Directions: Pick out each line in the records below that contains the string "green", and copy those lines in full. Matching is case-sensitive.

Supplied data:
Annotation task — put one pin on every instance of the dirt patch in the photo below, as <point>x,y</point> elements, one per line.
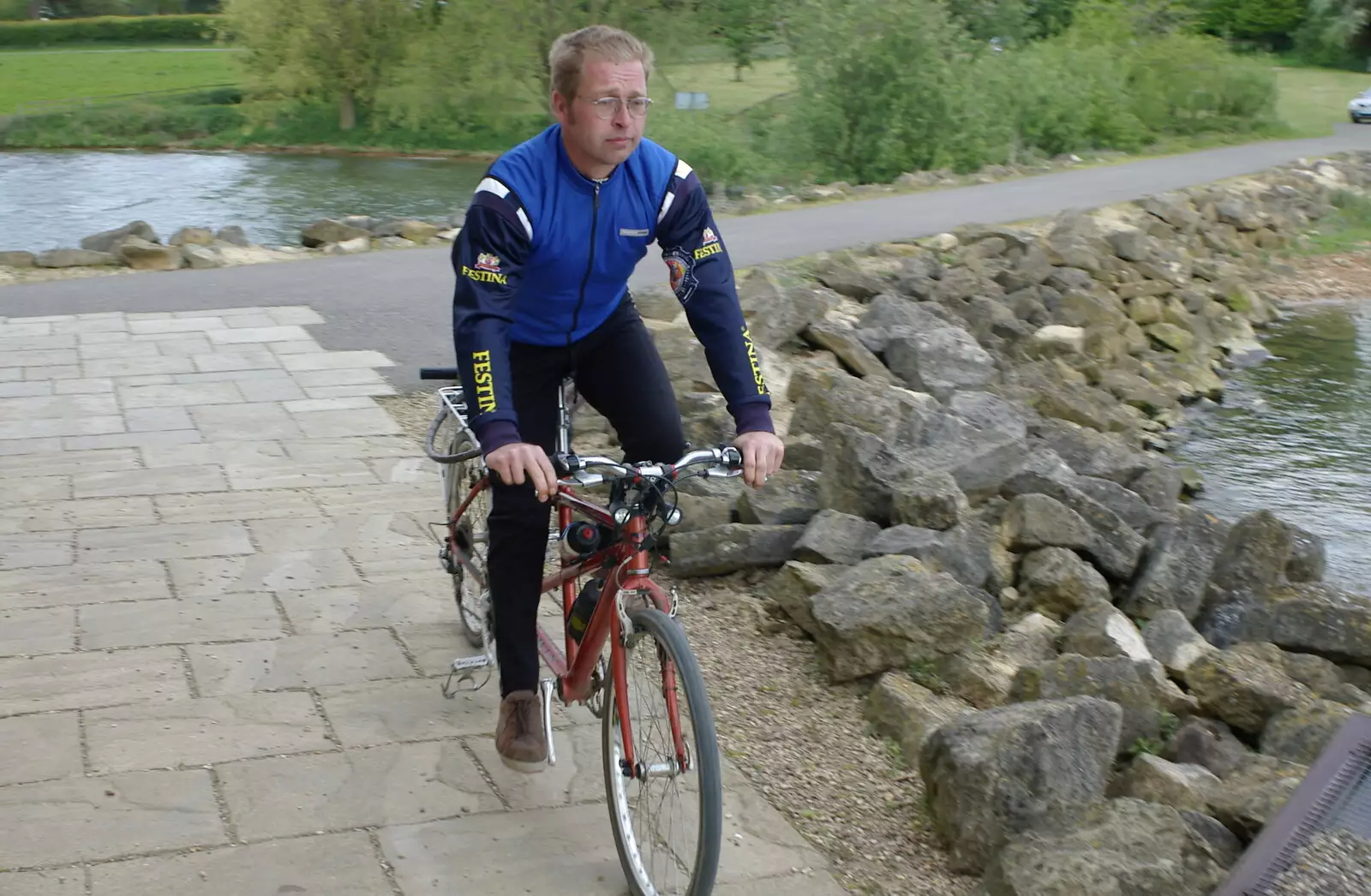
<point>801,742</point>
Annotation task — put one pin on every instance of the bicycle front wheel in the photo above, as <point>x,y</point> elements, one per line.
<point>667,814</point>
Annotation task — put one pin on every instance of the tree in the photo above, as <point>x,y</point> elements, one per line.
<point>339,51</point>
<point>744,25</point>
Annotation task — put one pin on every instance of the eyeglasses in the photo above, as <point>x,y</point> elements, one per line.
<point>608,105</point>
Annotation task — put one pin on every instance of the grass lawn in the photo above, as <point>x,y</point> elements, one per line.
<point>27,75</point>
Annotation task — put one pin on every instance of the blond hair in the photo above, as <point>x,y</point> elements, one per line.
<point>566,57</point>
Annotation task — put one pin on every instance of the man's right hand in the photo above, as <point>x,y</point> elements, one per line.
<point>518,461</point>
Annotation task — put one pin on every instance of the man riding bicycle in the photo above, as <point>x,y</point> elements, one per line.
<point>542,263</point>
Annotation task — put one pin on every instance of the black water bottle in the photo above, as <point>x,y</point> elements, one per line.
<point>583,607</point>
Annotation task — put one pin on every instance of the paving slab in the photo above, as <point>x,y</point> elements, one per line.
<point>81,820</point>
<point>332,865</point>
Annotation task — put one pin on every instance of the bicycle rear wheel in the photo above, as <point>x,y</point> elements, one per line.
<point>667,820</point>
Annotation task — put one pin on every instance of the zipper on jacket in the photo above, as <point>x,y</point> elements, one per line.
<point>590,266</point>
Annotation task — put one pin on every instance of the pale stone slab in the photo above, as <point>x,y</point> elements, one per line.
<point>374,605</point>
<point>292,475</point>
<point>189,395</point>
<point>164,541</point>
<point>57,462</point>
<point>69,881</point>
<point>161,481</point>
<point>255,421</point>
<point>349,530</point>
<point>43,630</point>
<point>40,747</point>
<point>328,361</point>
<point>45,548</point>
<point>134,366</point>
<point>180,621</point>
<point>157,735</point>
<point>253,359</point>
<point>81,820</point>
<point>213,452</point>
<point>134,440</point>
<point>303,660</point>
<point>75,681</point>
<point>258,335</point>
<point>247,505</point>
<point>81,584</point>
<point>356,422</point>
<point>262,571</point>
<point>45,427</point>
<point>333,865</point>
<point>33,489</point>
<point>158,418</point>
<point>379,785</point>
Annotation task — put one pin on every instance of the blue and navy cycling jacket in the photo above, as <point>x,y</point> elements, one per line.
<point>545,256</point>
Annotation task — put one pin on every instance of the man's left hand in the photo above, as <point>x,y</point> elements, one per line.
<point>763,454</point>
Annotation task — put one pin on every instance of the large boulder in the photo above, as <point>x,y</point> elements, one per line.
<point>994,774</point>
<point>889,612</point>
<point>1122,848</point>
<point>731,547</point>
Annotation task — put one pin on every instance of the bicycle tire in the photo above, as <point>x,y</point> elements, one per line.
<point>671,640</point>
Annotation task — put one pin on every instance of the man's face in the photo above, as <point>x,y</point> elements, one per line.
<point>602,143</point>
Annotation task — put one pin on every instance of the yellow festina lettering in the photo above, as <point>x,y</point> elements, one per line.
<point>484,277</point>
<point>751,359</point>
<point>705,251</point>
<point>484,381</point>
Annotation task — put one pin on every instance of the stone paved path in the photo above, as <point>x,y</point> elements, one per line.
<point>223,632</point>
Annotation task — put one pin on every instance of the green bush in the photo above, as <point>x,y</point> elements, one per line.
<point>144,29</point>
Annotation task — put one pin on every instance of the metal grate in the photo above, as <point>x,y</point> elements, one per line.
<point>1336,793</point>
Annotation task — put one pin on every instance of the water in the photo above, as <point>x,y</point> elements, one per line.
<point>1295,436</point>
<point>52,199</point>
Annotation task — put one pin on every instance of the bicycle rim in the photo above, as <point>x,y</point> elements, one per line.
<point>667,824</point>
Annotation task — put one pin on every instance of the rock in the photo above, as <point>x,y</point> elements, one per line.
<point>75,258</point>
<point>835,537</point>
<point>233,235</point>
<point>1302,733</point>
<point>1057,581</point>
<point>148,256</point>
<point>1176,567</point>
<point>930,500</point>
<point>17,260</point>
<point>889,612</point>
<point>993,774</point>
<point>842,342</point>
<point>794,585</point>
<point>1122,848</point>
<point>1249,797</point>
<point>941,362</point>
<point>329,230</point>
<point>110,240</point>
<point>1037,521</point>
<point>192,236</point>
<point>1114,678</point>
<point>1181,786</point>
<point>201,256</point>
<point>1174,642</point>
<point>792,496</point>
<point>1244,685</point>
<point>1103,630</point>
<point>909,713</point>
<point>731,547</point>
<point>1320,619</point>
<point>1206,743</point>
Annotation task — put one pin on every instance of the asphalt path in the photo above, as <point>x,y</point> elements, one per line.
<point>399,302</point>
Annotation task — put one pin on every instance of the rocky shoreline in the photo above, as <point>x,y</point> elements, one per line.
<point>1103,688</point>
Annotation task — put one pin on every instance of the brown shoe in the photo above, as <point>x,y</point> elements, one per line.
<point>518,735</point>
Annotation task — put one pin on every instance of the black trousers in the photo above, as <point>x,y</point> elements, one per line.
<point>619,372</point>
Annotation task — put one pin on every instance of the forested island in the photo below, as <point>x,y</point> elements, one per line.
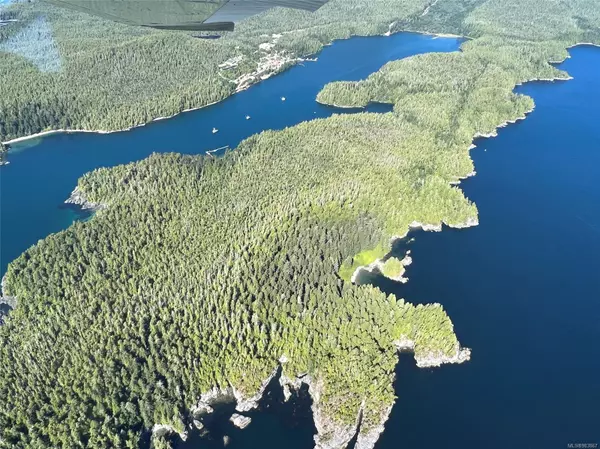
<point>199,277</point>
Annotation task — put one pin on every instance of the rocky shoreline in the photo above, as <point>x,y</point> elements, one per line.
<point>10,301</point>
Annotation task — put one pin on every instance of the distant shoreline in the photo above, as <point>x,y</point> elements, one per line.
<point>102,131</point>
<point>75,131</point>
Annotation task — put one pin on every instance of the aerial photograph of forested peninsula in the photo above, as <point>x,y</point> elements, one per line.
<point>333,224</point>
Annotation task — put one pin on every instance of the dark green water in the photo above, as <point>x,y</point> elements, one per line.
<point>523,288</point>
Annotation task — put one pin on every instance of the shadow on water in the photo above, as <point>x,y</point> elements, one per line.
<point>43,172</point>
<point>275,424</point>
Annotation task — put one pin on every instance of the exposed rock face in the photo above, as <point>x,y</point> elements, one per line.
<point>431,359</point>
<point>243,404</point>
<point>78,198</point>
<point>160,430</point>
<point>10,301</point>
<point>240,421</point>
* * *
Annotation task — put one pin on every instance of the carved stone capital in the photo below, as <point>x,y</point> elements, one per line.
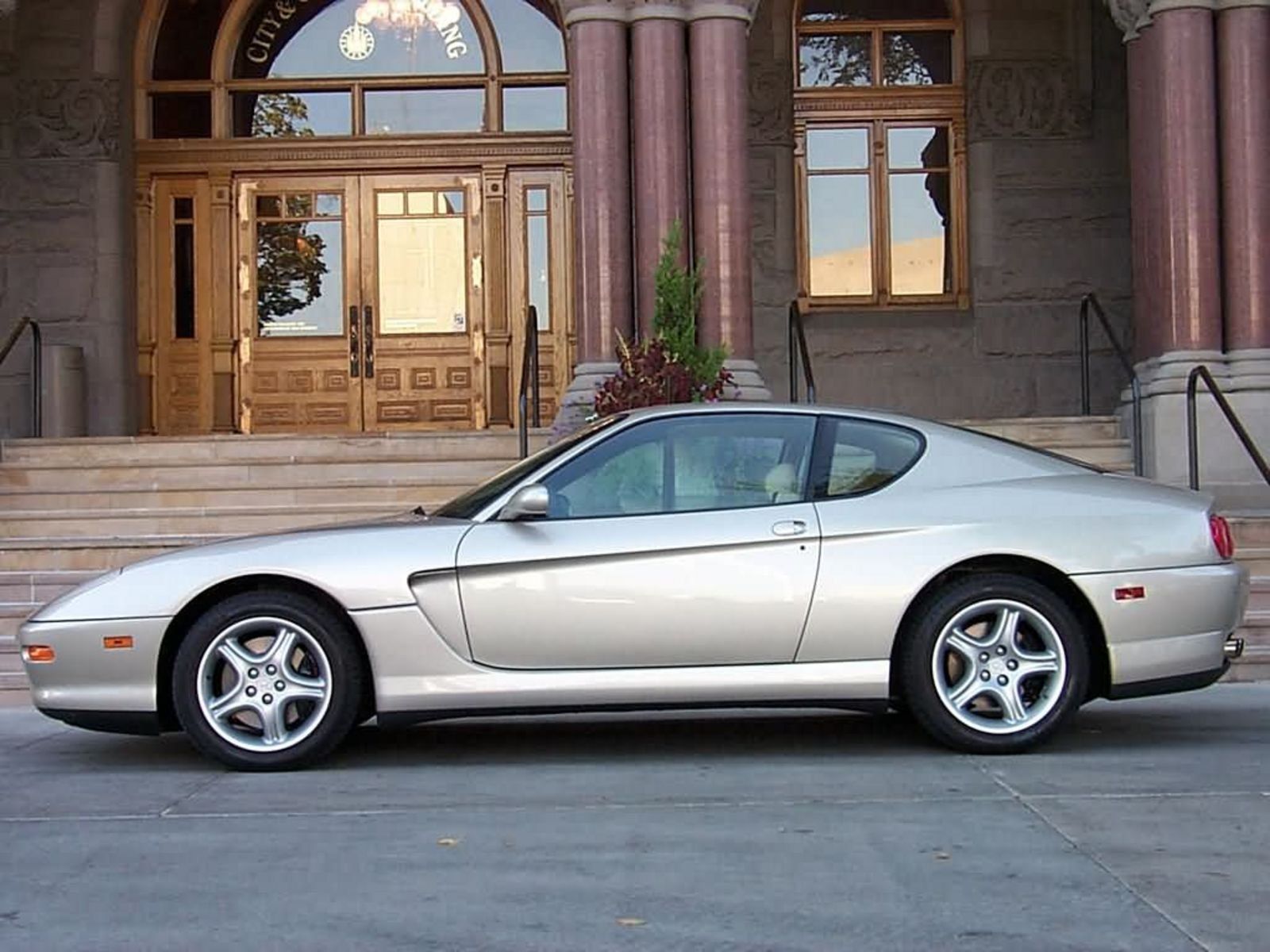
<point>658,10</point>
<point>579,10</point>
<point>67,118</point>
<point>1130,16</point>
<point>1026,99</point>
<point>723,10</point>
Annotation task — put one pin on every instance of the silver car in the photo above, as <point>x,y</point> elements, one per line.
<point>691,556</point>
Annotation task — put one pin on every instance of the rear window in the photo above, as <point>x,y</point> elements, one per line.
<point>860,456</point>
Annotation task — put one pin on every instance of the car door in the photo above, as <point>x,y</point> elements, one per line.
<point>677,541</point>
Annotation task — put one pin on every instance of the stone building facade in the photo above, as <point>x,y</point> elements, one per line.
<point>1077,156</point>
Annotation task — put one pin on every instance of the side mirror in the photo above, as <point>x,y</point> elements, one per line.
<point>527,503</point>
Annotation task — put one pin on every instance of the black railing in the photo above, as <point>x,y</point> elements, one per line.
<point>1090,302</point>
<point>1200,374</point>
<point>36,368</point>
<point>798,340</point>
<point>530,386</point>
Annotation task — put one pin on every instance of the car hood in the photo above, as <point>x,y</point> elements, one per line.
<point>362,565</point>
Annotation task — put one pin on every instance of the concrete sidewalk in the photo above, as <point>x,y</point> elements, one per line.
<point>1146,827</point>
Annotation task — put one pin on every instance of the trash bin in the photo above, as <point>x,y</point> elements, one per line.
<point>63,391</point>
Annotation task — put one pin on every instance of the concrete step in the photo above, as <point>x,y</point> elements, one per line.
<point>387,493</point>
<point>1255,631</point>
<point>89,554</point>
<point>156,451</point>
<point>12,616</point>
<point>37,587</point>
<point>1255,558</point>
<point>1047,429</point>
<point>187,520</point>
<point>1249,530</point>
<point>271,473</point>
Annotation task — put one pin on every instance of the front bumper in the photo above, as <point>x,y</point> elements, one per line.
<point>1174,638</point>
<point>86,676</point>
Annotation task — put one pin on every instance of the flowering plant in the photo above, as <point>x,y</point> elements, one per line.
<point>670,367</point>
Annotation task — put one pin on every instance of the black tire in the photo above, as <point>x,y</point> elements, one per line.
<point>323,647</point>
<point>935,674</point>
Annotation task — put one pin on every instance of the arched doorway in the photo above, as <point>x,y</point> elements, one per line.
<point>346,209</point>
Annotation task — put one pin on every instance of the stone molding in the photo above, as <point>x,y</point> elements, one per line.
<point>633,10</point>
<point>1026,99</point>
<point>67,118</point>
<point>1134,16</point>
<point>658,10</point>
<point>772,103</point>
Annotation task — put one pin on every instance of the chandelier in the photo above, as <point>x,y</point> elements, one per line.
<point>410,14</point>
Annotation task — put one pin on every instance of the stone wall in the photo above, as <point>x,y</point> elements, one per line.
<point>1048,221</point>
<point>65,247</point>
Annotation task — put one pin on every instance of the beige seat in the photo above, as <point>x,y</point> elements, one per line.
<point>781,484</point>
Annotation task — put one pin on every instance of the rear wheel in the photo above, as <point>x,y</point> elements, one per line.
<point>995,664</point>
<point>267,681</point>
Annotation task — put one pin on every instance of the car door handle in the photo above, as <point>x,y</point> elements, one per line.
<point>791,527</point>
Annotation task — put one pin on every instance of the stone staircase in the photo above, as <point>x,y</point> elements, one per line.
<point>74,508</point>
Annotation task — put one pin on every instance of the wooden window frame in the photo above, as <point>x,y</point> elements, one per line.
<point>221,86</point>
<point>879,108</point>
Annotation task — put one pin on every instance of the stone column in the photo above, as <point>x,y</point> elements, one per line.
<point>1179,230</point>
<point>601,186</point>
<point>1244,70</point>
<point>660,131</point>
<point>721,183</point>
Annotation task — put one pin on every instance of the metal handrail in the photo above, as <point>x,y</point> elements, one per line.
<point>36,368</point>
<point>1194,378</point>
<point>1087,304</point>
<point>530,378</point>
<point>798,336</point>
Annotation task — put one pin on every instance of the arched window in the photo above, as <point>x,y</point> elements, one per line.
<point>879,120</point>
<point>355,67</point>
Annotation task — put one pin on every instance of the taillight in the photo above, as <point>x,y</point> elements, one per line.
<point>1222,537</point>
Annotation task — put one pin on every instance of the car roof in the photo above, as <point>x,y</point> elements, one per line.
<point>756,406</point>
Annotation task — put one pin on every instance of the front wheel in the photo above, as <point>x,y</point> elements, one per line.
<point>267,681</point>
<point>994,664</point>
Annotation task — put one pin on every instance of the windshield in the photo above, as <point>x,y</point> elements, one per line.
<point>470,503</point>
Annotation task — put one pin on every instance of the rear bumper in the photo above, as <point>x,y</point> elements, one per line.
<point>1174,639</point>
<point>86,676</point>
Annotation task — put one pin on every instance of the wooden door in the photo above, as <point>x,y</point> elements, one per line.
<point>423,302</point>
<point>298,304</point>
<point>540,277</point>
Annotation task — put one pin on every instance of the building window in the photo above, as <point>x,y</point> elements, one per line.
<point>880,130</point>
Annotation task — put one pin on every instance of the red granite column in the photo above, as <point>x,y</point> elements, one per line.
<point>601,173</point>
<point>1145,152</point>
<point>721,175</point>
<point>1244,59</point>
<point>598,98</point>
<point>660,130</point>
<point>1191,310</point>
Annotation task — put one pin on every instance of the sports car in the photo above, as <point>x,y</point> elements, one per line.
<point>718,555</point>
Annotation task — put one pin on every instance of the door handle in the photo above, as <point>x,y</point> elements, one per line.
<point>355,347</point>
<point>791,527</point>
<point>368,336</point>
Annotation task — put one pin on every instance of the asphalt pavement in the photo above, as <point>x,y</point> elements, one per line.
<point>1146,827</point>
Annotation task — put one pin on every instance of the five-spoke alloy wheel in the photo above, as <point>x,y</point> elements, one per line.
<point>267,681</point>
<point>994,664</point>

The completed task:
Annotation task — put one pin on every instance of the green bush in the photo above, as <point>x,y</point> elements, one per line.
Annotation task — put one pin on every instance of the dark green water in the photo above, as <point>x,y</point> elements, one per line.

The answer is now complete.